- ACTIVITÉS -
1) Répondez, s'il vous plaît, à ces questions sur l'article consacré au mouvement de Dayanand Saraswati :
(a) Quel parti est actuellement au pouvoir en Inde ?
(b) Qui signe l'article ?
(c) Quelle notion du temps le clergé enseigne-t-il ?
2) Dans l'article consacré au mouvement de Dayanand Saraswati, recopiez la partie allant de « Par Dr Mounir » jusqu'à « texte qu’il monopolise? » en substituant « corps sacerdotal » à « clergé ».

- ARTICLE PROPOSÉ -
Le mouvement de Dayanand Saraswati a non seulement échoué à supprimer le système des castes en Inde, mais il l’a aussi infecté avec le virus d’un nationalisme sectaire qui imprègne actuellement une grande partie de la population, ainsi que le BJP, le parti nationaliste hindou, actuellement au pouvoir. L’Inde étant en voie de devenir une puissance mondiale, on ne mesure pas encore toutes les conséquences de cette évolution.
Par Dr Mounir Hanablia *
Comment d’une religion idolâtre reflétant les forces cosmiques, encadrée par un clergé exerçant sur la pensée un contrôle absolu au nom du monopole de l’interprétation du texte sacré et enseignant une notion cyclique du temps, peut-il naître un courant monothéiste doté d’une vision linéaire du temps, et donc du sens (politique) de l’Histoire, et contestant la domination de ce même clergé au nom même du texte qu’il monopolise?

- DOCUMENTS FOURNIS -

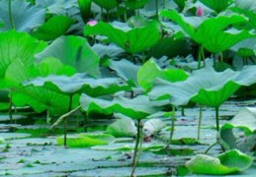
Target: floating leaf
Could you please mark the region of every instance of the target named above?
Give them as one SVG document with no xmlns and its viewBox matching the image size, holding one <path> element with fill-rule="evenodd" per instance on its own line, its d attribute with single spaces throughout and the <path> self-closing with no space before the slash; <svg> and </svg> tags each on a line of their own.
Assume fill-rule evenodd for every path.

- CORRIGÉS -
1)
(a) Le BJP, le parti nationaliste hindou.
(b) Le Dr Mounir Hanablia.
(c) Une notion cyclique du temps.

2)
Par Dr Mounir Hanablia *
Comment d’une religion idolâtre reflétant les forces cosmiques, encadrée par un corps sacerdotal exerçant sur la pensée un contrôle absolu au nom du monopole de l’interprétation du texte sacré et enseignant une notion cyclique du temps, peut-il naître un courant monothéiste doté d’une vision linéaire du temps, et donc du sens (politique) de l’Histoire, et contestant la domination de ce même corps sacerdotal au nom même du texte qu’il monopolise?